Task to complete:
Once you have read the records, output them exactly.

*** Opening of Dataset records ***

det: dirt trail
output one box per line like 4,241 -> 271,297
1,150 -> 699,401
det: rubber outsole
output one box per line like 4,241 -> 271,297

*** Close of Dataset records ***

Answer box:
det: dirt trail
output one box per line like 4,241 -> 271,297
1,150 -> 699,401
det: rubber outsole
output one box per line like 4,241 -> 271,297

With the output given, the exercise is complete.